Point-per-instance localization data.
----------------

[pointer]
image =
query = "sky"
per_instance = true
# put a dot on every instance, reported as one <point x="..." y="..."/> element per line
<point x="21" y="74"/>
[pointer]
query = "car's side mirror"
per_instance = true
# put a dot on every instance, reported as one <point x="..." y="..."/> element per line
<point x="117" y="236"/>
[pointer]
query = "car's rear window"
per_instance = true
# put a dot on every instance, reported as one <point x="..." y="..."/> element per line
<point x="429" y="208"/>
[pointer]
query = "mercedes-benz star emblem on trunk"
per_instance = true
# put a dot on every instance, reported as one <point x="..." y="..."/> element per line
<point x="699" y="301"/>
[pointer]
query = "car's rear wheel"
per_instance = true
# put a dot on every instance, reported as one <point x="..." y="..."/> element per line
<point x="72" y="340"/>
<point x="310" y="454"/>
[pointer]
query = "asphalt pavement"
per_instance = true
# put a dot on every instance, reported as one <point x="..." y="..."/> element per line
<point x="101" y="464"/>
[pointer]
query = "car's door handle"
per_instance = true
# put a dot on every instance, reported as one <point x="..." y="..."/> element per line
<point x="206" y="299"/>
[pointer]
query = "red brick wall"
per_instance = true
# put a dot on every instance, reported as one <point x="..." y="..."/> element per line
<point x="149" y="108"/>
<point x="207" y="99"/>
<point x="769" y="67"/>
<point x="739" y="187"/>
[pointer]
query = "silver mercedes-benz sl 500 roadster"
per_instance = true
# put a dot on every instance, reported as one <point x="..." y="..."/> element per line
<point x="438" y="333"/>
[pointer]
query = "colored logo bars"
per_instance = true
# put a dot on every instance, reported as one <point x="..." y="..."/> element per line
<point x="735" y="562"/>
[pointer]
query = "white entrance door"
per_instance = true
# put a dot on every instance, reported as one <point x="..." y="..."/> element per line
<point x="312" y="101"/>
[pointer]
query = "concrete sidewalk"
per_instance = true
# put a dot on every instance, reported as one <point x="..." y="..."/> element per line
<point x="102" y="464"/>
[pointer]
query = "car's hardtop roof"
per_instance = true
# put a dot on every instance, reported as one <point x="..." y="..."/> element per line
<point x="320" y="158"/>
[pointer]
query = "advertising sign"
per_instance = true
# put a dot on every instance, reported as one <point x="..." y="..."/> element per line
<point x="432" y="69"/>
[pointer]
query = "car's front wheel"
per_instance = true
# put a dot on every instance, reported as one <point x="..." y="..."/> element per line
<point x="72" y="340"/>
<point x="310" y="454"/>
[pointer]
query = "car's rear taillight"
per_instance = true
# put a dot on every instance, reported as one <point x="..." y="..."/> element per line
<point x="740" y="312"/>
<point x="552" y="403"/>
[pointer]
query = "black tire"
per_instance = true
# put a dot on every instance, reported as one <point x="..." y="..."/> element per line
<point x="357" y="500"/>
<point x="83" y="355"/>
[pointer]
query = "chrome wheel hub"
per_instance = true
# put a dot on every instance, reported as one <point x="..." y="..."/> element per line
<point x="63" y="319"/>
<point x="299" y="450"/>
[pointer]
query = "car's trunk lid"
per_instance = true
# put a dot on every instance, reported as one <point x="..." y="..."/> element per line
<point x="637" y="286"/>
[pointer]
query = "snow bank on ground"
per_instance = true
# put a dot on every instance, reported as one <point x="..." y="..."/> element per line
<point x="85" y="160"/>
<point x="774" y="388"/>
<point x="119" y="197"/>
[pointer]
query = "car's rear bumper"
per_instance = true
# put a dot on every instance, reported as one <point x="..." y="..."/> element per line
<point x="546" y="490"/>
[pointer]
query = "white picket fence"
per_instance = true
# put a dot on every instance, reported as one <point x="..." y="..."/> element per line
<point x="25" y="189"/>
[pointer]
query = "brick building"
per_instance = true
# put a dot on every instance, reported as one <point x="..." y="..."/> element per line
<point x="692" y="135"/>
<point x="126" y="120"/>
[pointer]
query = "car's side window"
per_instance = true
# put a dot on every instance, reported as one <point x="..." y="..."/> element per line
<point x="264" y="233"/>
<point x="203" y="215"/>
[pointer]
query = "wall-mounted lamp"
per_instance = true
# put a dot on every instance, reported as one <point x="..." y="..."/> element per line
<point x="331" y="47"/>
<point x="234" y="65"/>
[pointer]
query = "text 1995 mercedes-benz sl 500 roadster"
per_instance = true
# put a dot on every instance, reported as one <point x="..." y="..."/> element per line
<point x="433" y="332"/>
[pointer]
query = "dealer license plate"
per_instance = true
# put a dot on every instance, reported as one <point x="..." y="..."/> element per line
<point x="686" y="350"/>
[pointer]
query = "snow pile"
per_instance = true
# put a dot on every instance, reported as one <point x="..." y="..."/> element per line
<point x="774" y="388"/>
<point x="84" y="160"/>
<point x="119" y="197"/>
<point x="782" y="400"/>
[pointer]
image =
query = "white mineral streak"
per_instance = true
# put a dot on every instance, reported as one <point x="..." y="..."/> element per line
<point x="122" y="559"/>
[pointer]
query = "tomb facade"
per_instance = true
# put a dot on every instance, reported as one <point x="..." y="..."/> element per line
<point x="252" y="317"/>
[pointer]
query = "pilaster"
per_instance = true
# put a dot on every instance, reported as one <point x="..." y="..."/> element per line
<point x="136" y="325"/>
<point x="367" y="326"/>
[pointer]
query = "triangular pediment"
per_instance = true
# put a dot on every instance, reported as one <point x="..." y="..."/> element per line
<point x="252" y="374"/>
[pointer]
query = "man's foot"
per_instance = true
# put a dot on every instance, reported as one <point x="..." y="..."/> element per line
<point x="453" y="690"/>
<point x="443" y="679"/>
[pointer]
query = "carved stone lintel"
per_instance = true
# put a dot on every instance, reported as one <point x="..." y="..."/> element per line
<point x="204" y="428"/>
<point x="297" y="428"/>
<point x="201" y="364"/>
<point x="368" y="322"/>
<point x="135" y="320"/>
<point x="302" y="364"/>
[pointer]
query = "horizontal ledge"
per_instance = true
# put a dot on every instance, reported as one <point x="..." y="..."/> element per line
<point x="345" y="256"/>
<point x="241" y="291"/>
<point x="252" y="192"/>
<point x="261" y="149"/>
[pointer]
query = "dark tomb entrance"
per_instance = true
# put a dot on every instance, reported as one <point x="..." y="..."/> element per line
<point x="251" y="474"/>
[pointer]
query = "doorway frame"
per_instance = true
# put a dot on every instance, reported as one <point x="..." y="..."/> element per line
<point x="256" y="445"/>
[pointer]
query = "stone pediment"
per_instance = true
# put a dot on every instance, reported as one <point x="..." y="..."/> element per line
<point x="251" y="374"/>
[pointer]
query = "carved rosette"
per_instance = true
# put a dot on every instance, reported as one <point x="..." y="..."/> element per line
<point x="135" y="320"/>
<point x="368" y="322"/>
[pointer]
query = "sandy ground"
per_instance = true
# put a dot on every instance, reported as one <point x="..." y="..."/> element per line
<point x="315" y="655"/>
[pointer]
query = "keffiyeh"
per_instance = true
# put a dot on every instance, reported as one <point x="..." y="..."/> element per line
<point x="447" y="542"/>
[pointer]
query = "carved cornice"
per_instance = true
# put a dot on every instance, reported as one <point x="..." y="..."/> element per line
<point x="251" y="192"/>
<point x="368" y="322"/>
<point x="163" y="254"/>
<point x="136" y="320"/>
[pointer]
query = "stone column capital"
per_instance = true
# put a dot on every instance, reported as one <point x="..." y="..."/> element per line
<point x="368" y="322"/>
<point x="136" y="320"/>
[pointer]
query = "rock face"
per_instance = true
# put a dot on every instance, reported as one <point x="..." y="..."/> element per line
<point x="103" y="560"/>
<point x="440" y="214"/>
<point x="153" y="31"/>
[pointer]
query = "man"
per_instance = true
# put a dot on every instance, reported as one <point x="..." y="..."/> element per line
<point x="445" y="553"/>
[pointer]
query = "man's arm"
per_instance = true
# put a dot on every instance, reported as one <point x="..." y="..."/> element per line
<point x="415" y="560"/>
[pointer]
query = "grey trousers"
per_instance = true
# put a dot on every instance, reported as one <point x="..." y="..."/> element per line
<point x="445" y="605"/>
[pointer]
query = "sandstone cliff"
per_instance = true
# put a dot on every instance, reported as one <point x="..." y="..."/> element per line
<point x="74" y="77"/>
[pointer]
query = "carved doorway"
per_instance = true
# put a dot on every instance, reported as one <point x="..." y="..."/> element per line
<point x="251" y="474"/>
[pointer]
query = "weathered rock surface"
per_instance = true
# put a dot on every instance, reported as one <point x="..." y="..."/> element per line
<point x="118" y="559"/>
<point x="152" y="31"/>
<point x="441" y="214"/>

----------------

From the entries above, extract every line where the word "tomb" appears.

query = "tomb facade"
query = "dark tomb entrance"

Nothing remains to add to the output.